Write out the rows below word for word, from the one containing "Can you see the tram side" up to and including the one containing "pixel 52 111".

-- begin --

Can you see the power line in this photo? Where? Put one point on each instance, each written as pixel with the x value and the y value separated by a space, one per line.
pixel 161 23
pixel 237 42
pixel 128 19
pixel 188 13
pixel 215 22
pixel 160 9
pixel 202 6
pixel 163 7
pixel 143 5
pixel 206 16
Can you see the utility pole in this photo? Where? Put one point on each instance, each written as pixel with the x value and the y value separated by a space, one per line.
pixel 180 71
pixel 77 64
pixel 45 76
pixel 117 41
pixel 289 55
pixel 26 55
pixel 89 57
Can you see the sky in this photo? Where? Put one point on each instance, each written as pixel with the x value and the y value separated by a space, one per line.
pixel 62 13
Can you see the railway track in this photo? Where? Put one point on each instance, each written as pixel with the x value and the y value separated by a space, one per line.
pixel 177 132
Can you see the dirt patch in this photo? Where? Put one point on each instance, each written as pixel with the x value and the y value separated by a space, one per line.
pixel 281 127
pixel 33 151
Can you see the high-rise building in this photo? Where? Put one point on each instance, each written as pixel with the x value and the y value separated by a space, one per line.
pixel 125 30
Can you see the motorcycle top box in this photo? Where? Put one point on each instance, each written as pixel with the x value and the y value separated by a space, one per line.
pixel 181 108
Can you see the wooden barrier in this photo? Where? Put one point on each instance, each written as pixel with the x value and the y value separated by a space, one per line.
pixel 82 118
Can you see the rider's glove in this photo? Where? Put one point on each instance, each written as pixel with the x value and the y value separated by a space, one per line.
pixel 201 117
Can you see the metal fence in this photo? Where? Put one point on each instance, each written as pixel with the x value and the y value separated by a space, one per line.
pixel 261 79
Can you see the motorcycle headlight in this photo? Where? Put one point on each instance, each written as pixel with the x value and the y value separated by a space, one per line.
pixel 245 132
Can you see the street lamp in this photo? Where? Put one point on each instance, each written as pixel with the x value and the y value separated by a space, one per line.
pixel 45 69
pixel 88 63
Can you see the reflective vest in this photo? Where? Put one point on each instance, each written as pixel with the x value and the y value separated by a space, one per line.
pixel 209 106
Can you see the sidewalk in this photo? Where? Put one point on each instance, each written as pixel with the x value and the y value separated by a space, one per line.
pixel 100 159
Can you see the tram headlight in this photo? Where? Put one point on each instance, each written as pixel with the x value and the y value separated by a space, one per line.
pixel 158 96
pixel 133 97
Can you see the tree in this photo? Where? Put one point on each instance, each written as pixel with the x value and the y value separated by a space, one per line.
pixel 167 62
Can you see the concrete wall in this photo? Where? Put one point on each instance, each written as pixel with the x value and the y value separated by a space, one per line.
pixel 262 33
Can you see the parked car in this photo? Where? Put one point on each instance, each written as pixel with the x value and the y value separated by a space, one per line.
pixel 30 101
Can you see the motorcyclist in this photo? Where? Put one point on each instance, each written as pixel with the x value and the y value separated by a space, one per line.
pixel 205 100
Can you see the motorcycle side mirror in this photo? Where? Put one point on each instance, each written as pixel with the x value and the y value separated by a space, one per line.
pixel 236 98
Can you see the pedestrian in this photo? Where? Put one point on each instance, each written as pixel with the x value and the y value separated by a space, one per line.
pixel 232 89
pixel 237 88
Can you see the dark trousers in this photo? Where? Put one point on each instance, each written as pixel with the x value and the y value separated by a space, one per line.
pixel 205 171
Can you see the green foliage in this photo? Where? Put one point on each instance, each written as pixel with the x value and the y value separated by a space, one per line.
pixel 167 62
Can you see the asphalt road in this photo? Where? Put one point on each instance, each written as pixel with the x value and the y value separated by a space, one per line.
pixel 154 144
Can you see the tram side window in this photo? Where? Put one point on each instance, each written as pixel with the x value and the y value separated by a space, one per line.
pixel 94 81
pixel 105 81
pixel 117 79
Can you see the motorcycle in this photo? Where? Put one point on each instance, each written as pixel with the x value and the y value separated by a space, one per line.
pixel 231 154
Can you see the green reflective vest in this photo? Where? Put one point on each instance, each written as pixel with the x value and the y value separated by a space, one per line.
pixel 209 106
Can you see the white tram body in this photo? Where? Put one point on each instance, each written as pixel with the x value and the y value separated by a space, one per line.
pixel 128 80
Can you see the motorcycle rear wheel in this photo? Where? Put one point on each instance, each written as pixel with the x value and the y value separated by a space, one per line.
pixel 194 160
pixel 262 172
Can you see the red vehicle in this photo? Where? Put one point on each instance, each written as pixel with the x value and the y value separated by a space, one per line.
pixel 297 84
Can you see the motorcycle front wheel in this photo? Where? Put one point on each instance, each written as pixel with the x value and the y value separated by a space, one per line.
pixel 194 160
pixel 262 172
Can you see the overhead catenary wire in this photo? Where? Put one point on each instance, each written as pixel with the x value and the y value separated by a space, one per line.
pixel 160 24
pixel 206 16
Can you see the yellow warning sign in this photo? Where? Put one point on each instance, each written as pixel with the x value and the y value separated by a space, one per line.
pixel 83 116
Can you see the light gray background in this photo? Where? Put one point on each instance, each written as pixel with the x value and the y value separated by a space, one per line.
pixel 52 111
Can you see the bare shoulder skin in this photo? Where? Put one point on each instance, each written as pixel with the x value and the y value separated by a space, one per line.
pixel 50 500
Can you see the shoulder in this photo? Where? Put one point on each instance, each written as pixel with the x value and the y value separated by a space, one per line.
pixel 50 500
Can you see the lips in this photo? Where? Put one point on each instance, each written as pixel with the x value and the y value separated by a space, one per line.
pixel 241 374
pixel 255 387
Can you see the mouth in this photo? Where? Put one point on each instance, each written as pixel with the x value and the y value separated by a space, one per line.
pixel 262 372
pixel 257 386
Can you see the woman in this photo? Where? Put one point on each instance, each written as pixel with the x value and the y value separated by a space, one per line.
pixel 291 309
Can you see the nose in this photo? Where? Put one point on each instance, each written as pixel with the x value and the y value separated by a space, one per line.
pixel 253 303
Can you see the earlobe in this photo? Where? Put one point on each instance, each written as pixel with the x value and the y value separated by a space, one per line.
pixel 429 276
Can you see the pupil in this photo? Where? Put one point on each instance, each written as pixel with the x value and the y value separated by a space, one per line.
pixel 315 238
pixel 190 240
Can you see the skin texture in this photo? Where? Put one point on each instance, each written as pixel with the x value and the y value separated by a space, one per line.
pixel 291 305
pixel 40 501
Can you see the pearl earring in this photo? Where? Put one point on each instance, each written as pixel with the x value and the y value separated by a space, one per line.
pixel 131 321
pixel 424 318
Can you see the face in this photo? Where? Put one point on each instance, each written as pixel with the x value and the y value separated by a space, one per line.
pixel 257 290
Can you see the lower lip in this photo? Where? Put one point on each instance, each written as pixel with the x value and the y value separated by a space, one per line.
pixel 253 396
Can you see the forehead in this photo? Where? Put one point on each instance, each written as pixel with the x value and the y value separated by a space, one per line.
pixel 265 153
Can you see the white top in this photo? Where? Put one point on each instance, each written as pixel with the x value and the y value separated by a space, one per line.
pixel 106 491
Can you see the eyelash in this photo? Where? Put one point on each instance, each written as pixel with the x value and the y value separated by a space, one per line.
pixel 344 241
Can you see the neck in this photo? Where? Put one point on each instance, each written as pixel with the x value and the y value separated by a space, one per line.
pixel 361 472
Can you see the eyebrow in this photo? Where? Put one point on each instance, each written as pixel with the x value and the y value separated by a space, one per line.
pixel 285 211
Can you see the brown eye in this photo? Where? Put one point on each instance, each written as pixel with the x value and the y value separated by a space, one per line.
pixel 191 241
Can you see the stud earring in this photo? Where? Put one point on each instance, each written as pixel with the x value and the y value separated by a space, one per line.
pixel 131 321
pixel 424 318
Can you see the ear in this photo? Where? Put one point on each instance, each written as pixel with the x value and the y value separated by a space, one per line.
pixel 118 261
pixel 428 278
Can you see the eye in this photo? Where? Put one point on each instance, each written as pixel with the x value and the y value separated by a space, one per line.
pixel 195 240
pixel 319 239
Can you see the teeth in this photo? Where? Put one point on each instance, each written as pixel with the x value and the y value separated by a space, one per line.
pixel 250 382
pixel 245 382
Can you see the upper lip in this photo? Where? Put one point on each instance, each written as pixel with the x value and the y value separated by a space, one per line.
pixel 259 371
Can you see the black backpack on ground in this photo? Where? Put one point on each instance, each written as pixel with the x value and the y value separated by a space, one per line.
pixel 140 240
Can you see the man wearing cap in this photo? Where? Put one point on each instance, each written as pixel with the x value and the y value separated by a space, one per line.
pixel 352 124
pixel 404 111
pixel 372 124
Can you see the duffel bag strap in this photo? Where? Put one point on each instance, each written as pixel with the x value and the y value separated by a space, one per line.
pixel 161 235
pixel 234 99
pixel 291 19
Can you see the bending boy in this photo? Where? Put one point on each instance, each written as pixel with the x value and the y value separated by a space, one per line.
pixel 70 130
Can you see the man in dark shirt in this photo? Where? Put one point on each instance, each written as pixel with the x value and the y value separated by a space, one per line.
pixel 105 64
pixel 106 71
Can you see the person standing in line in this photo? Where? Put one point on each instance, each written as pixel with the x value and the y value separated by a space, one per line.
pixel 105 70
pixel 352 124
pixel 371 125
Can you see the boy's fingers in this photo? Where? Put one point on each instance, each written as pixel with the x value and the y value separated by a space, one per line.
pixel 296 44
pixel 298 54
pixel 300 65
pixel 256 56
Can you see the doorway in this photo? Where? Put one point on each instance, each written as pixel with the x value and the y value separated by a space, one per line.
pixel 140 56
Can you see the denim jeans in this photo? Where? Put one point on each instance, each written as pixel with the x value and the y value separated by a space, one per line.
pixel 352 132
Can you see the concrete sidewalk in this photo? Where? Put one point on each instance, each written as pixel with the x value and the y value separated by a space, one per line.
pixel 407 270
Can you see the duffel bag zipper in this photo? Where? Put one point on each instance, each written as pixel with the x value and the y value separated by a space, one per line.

-- end --

# Worked solution
Can you see the tram side window in this photo? Where? Put one point on each instance, each written as pixel with the x value and the y value separated by a space, one per line.
pixel 94 81
pixel 105 81
pixel 117 79
Can you see the motorcycle in this photo? Where? Put one point on each instance, each written as pixel with the x value and the y value separated by a space, one per line.
pixel 231 154
Can you see the green reflective vest in this photo? Where? Put one point on each instance, each written as pixel with the x value and the y value separated by a space, one per line.
pixel 209 106
Can you see the white tram body in this photo? Where? Put one point on each instance, each written as pixel with the x value and the y value separated by a space, one per line.
pixel 128 80
Can you see the motorcycle rear wheel in this photo? Where? Put one point on each instance, each written as pixel with the x value and the y value separated by a space, one per line.
pixel 194 160
pixel 262 172
Can you see the red vehicle in this photo? Where? Put one point on each instance, each written as pixel with the x value and the y value separated by a space, one per line.
pixel 297 84
Can you see the motorcycle front wheel in this photo? Where? Put one point on each instance, each written as pixel with the x value and the y value separated by a space, one per line.
pixel 194 160
pixel 262 172
Can you see the overhead catenary wire in this photo? Where? Put one point on each instance, each written as pixel with the x value and the y value separated by a space, one per line.
pixel 160 24
pixel 206 16
Can you see the yellow warning sign in this photo? Where? Put one point on each instance, each written as pixel with the x value and the y value separated by a space, one per line.
pixel 83 116
Can you see the light gray background in this photo? Where? Put one point on each instance, each written as pixel with the x value and the y value separated by a space, one per line.
pixel 52 111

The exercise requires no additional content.